Exercise directions: Filter the listing below, copying every line in which the word "brown" appears.

Source material:
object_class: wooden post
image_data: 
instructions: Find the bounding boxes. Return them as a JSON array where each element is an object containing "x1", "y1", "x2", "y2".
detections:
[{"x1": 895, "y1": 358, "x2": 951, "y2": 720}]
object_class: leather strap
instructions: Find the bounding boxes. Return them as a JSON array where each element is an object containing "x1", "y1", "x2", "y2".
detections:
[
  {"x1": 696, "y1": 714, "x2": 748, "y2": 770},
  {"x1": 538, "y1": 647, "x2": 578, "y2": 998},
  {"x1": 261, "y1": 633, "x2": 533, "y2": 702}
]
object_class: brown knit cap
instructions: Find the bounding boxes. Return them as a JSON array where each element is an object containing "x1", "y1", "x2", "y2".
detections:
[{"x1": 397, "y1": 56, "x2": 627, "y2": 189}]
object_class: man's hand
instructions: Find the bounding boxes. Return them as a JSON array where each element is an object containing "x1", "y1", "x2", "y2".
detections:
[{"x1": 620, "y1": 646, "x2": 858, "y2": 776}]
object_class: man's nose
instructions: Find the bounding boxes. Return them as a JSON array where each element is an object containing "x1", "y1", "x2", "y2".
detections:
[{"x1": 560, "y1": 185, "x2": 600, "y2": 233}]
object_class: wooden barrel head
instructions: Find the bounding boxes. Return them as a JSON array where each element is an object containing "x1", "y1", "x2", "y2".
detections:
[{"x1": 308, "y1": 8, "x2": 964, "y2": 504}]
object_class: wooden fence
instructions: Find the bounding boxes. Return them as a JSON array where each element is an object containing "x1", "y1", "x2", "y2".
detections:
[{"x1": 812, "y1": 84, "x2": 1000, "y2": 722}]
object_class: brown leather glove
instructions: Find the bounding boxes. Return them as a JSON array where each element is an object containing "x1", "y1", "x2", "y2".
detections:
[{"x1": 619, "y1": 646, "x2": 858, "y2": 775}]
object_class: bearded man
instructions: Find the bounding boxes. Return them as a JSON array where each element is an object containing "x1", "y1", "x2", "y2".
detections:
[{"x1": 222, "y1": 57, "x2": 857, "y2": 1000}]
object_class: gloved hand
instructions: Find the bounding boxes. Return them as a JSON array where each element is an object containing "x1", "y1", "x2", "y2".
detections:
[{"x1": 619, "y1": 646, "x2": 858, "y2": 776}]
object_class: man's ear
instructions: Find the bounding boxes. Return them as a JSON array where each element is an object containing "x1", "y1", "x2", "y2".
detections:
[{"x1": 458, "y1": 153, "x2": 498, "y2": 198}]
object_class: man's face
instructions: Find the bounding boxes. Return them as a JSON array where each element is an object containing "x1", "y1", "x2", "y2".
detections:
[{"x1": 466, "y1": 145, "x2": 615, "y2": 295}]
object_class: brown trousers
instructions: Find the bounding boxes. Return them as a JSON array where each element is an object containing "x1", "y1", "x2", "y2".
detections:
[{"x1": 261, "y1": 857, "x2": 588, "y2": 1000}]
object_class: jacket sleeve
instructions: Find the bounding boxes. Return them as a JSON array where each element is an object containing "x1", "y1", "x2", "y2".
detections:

Written answer:
object_class: brown knit cap
object_class: brown leather glove
object_class: brown trousers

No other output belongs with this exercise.